__Instruction__. Extract every line of the data that contains the string "white".

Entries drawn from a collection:
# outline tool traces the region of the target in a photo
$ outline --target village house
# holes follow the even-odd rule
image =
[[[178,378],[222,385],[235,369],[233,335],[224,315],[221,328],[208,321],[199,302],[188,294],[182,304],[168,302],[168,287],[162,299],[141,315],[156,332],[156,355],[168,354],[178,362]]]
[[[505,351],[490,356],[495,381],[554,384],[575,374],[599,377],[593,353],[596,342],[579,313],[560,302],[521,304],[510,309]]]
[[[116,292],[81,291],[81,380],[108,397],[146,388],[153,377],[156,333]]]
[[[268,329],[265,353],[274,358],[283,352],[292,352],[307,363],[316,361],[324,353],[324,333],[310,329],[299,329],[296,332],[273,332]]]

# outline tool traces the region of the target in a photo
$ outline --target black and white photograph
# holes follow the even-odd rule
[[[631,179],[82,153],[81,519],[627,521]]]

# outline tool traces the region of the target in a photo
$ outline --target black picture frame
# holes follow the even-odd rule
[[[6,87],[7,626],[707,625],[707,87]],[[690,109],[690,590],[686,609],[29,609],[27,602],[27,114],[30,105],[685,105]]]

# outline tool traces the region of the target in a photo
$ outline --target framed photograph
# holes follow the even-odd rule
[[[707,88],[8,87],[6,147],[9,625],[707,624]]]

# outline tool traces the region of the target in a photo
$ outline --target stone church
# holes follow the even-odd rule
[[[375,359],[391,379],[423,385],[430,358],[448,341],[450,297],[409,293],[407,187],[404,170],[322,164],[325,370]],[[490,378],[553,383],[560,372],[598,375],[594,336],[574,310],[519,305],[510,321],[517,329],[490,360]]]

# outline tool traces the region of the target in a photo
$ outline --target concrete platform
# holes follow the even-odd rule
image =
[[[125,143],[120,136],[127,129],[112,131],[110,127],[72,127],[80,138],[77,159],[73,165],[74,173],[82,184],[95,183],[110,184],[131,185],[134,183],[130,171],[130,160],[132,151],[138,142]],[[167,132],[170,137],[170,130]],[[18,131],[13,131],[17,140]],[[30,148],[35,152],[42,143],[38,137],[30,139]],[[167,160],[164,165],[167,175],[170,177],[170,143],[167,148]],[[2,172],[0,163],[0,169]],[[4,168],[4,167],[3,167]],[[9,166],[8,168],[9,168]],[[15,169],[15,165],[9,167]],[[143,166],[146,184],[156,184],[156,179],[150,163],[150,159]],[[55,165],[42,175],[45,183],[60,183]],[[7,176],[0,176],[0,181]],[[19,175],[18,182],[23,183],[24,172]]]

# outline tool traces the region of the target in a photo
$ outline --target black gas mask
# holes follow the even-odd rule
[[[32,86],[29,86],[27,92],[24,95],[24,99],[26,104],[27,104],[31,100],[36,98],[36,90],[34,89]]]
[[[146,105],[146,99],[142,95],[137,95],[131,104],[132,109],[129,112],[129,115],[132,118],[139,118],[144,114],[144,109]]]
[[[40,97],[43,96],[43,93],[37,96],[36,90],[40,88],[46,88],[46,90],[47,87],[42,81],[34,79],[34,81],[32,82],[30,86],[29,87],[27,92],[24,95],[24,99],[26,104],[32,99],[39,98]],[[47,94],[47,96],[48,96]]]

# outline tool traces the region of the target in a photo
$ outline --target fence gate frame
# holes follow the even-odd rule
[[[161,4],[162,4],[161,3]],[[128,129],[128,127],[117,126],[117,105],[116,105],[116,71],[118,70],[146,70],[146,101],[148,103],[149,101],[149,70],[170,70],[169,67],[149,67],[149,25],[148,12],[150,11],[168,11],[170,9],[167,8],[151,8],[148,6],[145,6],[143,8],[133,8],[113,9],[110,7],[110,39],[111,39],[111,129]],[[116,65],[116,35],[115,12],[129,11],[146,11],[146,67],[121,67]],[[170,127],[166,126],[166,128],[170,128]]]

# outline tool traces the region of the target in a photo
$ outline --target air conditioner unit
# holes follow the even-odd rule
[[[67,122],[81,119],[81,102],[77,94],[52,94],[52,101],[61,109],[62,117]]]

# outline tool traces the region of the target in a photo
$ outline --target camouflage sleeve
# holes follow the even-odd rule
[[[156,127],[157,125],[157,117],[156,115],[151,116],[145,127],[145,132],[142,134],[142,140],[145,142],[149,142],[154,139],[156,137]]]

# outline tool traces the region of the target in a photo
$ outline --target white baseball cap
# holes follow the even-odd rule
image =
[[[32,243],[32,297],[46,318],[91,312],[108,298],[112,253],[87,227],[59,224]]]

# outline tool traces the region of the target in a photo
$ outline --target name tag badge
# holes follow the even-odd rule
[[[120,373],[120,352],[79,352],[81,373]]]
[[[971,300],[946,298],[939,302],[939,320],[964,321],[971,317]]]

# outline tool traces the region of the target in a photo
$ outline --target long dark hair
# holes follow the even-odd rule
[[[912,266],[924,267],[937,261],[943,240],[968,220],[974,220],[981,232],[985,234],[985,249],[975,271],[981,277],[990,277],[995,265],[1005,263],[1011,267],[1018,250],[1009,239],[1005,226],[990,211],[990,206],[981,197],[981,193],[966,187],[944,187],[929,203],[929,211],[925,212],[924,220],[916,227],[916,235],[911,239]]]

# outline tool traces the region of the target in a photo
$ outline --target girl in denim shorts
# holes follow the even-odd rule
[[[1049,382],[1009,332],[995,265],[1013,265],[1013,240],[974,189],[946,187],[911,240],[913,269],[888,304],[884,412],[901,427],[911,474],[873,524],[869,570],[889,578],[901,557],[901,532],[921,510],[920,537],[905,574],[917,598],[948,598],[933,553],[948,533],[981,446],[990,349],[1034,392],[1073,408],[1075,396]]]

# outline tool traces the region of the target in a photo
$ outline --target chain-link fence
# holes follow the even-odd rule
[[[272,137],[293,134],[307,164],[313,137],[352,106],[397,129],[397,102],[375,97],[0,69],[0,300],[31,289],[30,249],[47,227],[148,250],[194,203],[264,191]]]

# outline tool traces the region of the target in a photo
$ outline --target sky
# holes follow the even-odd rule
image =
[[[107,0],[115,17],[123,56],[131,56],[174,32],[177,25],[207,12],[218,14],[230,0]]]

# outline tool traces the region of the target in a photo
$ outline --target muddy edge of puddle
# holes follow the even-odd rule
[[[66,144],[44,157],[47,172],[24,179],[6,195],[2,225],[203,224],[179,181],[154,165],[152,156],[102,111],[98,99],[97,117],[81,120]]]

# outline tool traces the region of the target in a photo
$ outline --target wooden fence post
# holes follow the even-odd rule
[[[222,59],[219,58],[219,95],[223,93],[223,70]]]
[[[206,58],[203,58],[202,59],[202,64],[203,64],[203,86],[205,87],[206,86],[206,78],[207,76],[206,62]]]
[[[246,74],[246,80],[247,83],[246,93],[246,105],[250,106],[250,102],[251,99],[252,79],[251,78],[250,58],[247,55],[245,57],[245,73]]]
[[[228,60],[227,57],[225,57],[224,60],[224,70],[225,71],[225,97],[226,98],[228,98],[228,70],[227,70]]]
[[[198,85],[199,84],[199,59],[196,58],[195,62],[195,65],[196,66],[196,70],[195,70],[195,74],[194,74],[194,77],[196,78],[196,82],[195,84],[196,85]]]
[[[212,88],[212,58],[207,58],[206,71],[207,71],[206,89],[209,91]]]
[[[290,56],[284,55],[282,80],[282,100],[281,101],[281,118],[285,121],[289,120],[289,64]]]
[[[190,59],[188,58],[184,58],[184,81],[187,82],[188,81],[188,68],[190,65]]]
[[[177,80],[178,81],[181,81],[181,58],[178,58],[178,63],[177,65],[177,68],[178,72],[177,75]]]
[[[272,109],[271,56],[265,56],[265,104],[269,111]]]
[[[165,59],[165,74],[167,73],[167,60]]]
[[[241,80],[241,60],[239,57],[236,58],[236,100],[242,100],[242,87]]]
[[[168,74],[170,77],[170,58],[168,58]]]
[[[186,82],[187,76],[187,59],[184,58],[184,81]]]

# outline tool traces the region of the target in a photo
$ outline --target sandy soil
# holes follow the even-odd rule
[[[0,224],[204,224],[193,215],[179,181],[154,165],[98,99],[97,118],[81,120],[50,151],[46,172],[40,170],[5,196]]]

__Correct output__.
$ outline --target black and white photograph
$ outline --target white baseball cap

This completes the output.